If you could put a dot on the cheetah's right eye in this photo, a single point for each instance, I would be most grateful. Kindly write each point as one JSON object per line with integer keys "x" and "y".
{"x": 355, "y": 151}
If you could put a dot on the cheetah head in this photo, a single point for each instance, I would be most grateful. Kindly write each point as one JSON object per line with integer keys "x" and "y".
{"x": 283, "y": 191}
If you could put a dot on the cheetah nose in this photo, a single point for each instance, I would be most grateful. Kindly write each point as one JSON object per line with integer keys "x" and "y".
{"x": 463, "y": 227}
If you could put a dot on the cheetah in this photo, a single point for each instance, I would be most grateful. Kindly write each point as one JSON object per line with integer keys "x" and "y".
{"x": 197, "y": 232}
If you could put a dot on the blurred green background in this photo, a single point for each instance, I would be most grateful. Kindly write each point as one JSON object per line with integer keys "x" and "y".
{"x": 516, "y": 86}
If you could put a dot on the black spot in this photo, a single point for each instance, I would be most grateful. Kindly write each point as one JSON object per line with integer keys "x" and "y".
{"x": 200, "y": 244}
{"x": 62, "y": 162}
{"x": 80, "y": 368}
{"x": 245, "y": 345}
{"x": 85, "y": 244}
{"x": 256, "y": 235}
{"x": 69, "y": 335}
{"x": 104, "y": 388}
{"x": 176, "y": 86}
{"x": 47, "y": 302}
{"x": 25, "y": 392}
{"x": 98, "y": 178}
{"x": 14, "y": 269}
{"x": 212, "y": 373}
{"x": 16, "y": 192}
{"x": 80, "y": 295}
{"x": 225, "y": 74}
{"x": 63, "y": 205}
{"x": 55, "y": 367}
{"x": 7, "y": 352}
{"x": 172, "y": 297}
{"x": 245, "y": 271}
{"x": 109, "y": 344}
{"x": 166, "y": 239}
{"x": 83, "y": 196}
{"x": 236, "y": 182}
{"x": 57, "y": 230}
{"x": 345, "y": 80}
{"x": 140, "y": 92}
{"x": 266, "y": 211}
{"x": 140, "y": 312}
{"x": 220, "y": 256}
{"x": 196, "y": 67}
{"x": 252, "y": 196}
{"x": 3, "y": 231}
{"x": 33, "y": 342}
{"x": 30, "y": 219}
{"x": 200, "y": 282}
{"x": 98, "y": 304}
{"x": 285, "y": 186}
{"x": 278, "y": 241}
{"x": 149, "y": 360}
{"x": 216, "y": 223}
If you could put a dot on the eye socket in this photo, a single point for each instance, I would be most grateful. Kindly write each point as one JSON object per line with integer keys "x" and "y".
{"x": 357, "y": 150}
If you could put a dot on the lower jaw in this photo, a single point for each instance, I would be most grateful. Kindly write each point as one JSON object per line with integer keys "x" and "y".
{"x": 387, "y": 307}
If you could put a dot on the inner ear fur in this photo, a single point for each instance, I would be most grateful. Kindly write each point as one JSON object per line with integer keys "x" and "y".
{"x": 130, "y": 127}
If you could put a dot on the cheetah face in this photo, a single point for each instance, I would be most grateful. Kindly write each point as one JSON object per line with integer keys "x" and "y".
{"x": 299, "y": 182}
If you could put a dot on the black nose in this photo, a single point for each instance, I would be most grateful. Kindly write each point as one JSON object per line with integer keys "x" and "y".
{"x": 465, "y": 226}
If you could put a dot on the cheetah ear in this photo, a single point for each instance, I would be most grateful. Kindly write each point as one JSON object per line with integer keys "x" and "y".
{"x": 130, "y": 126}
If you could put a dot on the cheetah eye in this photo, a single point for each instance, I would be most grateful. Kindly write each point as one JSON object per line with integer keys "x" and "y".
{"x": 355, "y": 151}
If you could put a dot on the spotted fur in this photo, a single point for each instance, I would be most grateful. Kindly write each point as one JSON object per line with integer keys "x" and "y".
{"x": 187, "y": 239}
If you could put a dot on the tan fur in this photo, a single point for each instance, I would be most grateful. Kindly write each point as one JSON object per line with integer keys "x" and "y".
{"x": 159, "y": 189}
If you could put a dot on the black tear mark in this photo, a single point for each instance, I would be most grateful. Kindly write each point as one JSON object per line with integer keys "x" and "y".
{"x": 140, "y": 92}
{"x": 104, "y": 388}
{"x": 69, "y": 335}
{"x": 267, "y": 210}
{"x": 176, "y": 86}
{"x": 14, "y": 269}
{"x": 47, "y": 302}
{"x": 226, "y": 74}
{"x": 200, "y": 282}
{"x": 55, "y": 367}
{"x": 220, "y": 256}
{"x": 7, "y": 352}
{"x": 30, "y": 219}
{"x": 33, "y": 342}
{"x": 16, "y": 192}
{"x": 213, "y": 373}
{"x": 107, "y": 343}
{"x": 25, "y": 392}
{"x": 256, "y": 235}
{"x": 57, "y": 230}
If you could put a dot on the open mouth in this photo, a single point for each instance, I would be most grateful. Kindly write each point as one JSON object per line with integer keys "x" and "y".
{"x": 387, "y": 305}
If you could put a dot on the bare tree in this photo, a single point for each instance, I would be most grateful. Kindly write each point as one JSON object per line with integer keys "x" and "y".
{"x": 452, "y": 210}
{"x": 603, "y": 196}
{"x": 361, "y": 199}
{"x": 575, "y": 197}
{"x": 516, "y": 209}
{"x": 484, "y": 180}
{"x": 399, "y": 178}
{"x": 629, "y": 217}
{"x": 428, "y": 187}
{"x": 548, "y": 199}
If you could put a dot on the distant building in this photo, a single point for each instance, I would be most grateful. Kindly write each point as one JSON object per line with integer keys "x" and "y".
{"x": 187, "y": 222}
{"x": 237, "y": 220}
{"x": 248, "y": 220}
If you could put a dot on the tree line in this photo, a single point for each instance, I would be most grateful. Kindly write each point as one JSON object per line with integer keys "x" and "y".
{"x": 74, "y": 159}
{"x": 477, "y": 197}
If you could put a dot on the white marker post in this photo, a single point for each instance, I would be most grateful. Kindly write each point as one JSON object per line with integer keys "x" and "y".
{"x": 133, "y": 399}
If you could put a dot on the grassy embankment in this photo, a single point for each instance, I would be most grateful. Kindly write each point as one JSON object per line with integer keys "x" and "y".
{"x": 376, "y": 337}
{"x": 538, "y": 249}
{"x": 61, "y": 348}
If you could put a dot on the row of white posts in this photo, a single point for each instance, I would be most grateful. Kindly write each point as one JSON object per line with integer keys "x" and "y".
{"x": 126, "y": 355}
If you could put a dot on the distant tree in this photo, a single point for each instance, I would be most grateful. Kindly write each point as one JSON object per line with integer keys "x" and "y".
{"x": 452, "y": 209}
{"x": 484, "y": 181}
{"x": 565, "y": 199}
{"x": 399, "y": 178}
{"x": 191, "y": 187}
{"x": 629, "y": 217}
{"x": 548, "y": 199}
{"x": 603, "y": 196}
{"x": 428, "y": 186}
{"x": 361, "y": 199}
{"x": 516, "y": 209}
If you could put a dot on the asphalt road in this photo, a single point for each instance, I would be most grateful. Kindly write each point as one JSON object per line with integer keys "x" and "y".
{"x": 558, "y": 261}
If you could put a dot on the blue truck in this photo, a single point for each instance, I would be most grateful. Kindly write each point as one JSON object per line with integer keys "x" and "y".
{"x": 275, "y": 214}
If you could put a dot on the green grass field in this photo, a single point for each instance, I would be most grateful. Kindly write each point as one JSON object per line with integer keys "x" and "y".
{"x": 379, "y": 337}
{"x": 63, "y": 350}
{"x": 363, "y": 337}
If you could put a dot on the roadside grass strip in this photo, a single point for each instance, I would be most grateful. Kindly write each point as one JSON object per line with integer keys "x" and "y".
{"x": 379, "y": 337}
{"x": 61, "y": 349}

» **Required action**: Please write out the whole listing once more, exactly.

» **Solution to this task**:
If you could put a dot on the cheetah's right eye in this photo, a single point for each instance, I would be most grateful. Kindly write each point as one JSON object per line with integer keys "x" and "y".
{"x": 355, "y": 151}
If you could put a dot on the cheetah head in this photo, a single point for each instance, I would be most grateful. Kindly write each point as one JSON object per line with integer keys "x" and "y".
{"x": 283, "y": 191}
If you could put a dot on the cheetah nose in this photo, a single point for each instance, I would be most grateful. Kindly write each point as one JSON object per line with integer keys "x" and "y".
{"x": 463, "y": 227}
If you could put a dot on the cheetah in this photo, a single point for each instance, I would be most grateful. Kindly write each point as one JSON object per line with integer keys "x" and "y".
{"x": 197, "y": 232}
If you could put a dot on the blurred green background in this photo, a single point for each instance, I would be most grateful. Kindly write each point as one JSON object per line with integer keys "x" and "y".
{"x": 516, "y": 86}
If you could put a dot on the black spot in this photo, a single point for each instance, I would be most grateful. Kindly write each point as one JSON object per line with integer keys "x" and "y".
{"x": 200, "y": 244}
{"x": 62, "y": 162}
{"x": 80, "y": 368}
{"x": 245, "y": 345}
{"x": 85, "y": 244}
{"x": 256, "y": 235}
{"x": 69, "y": 335}
{"x": 104, "y": 388}
{"x": 176, "y": 86}
{"x": 47, "y": 302}
{"x": 25, "y": 392}
{"x": 98, "y": 178}
{"x": 14, "y": 269}
{"x": 212, "y": 373}
{"x": 16, "y": 192}
{"x": 80, "y": 295}
{"x": 225, "y": 74}
{"x": 63, "y": 205}
{"x": 55, "y": 367}
{"x": 7, "y": 352}
{"x": 172, "y": 297}
{"x": 245, "y": 271}
{"x": 109, "y": 344}
{"x": 166, "y": 239}
{"x": 83, "y": 196}
{"x": 236, "y": 182}
{"x": 57, "y": 230}
{"x": 345, "y": 80}
{"x": 140, "y": 92}
{"x": 266, "y": 211}
{"x": 140, "y": 312}
{"x": 220, "y": 256}
{"x": 196, "y": 67}
{"x": 252, "y": 196}
{"x": 3, "y": 231}
{"x": 33, "y": 342}
{"x": 30, "y": 219}
{"x": 200, "y": 282}
{"x": 98, "y": 304}
{"x": 285, "y": 186}
{"x": 278, "y": 241}
{"x": 149, "y": 360}
{"x": 216, "y": 223}
If you could put a dot on the eye socket in this photo, a single point for each instance, I would be most grateful. Kindly write each point as one JSON object per line with integer keys "x" and "y".
{"x": 357, "y": 150}
If you could put a dot on the lower jaw in this photo, a single point for each instance, I would be most grateful. Kindly write each point as one JSON object per line with integer keys "x" and "y".
{"x": 387, "y": 307}
If you could put a dot on the inner ear fur in this photo, a single point for each instance, I would be most grateful. Kindly write each point as one JSON object per line with integer keys "x" and "y".
{"x": 130, "y": 127}
If you could put a dot on the cheetah face in this photo, a single point for each instance, I would be most grateful. Kindly write each point as one JSON object per line with integer keys "x" and "y".
{"x": 299, "y": 182}
If you could put a dot on the black nose in this photo, a single point for each instance, I would be most grateful. Kindly write each point as one JSON object per line with integer keys "x" and "y".
{"x": 465, "y": 226}
If you could put a dot on the cheetah ear in this photo, a single point for each instance, I would be most grateful. Kindly write each point as one JSON object per line with integer keys "x" and "y".
{"x": 130, "y": 126}
If you could put a dot on the cheetah eye in this photo, a single point for each instance, I would be most grateful. Kindly write each point as one JSON object per line with integer keys "x" and "y".
{"x": 355, "y": 151}
If you could put a dot on the spotted fur in this photo, a single point for each instance, I would be most grateful. Kindly write each point as one JSON object per line with integer keys "x" and "y".
{"x": 187, "y": 239}
If you could put a dot on the tan fur in this photo, a single point for each instance, I would be most grateful. Kindly write each point as one JSON object per line with integer keys "x" and "y".
{"x": 159, "y": 189}
If you could put a dot on the black tear mark in this photo, a single point for each instance, I would be most grateful. Kindly write each point as one JSON object per line with integer keys "x" and "y".
{"x": 140, "y": 92}
{"x": 104, "y": 388}
{"x": 69, "y": 335}
{"x": 267, "y": 210}
{"x": 176, "y": 86}
{"x": 14, "y": 269}
{"x": 47, "y": 302}
{"x": 226, "y": 74}
{"x": 200, "y": 282}
{"x": 55, "y": 367}
{"x": 220, "y": 256}
{"x": 7, "y": 352}
{"x": 30, "y": 219}
{"x": 33, "y": 342}
{"x": 16, "y": 192}
{"x": 213, "y": 373}
{"x": 107, "y": 343}
{"x": 25, "y": 392}
{"x": 256, "y": 235}
{"x": 57, "y": 230}
If you could put a dot on the open mouth in this photo, a single point for each instance, I would be most grateful. Kindly write each point as one JSON object per line with integer keys "x" and "y".
{"x": 387, "y": 305}
If you could put a dot on the bare tree in this photo, a single point for each instance, I would be most grateful. Kindly write each point as one JSON object per line with integer keys "x" and "y".
{"x": 452, "y": 210}
{"x": 603, "y": 196}
{"x": 361, "y": 199}
{"x": 575, "y": 197}
{"x": 516, "y": 209}
{"x": 484, "y": 180}
{"x": 399, "y": 178}
{"x": 629, "y": 217}
{"x": 428, "y": 187}
{"x": 548, "y": 199}
If you could put a dot on the distant building in this photo, a single point for each instance, I would be most grateful. Kindly write each point as one JSON object per line with integer keys "x" and "y".
{"x": 187, "y": 222}
{"x": 237, "y": 220}
{"x": 248, "y": 220}
If you could put a dot on the tree line in this photo, a single point for each instance, I would be most grateful. Kindly write each point as one JSON object per line with integer keys "x" and "y".
{"x": 74, "y": 159}
{"x": 477, "y": 197}
If you could put a dot on the white marker post in this photo, a single point for each instance, I would be most grateful. Kindly write each point as one JSON object per line with integer keys "x" and "y".
{"x": 133, "y": 399}
If you could put a dot on the grassy embankment in this photo, a single point for each instance, I would be most grateful. Kindly write each point as one JSON object per line with integer keys "x" and "y".
{"x": 376, "y": 337}
{"x": 538, "y": 249}
{"x": 61, "y": 348}
If you could put a dot on the row of white posts in this photo, a single point for each instance, I would be most grateful. Kindly write each point as one JSON object per line with integer keys "x" and "y".
{"x": 126, "y": 355}
If you could put a dot on the distant tree in this photo, a single point for each instance, I would be most grateful. Kindly write each point as one JSON object per line with integer keys "x" and "y".
{"x": 452, "y": 209}
{"x": 484, "y": 181}
{"x": 565, "y": 199}
{"x": 399, "y": 178}
{"x": 191, "y": 187}
{"x": 629, "y": 217}
{"x": 548, "y": 199}
{"x": 603, "y": 196}
{"x": 428, "y": 186}
{"x": 361, "y": 199}
{"x": 516, "y": 209}
If you could put a dot on the asphalt road in this photo, a single point for each instance, I would be most grateful. Kindly write each point as one JSON object per line with integer keys "x" and "y".
{"x": 558, "y": 261}
If you could put a dot on the blue truck in this photo, a single point for each instance, I would be most grateful. Kindly write each point as one JSON object per line with integer keys "x" and "y".
{"x": 275, "y": 214}
If you could put a dot on the green grass field in this photo, a single point for each instance, I would be most grateful. Kindly write each point as one JSON object per line with integer keys "x" and "y".
{"x": 379, "y": 337}
{"x": 63, "y": 350}
{"x": 363, "y": 337}
If you could put a dot on the roadside grass strip in this photo, a single point for each instance, I would be most grateful. Kindly write each point as one JSON object per line with integer keys "x" and "y".
{"x": 379, "y": 337}
{"x": 61, "y": 349}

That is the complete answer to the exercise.